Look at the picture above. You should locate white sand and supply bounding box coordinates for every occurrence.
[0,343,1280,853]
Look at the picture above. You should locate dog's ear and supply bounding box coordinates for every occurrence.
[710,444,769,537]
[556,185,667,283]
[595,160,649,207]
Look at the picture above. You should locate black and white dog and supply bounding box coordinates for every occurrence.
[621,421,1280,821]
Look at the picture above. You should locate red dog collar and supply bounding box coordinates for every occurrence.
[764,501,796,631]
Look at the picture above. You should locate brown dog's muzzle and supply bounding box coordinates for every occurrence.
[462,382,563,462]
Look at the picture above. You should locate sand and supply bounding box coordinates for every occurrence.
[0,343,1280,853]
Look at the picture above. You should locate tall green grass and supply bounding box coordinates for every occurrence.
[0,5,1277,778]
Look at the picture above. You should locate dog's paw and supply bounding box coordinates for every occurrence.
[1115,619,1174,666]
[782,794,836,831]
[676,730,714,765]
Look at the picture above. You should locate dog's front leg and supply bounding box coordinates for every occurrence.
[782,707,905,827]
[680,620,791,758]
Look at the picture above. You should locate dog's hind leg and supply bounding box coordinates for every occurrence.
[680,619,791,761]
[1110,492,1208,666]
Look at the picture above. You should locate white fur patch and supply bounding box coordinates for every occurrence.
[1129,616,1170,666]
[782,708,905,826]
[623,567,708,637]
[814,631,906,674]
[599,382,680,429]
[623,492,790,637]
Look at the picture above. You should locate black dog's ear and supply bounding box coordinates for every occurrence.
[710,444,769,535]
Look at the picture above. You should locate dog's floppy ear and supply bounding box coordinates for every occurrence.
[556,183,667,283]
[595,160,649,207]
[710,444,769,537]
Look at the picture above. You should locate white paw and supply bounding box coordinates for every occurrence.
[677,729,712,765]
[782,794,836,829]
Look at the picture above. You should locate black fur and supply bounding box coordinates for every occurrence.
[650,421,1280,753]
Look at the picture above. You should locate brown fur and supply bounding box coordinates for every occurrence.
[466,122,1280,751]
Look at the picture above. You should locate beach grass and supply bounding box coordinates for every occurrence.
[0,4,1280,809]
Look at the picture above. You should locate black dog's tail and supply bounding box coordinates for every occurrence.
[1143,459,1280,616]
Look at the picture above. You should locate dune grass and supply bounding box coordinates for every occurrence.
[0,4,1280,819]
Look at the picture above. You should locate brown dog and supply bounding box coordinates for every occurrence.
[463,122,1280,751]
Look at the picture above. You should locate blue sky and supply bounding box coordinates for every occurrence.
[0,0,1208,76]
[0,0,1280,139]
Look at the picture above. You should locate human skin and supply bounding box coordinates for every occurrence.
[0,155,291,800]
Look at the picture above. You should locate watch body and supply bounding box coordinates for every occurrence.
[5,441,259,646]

^^^^^^^^

What to work on: Pick out each line in the listing above that contains the word "brown" and copy those lines in full.

Solution to the problem:
Look at the picture above. You should locate brown dog's muzzle and supply bounding box coordinates for every occurrence.
Look at the picture above. You should locate brown fur and supply bounding box coordinates for every occurrence.
Look at the picture above. You should locate brown dog and supply bounding box coordinates for every occurrence.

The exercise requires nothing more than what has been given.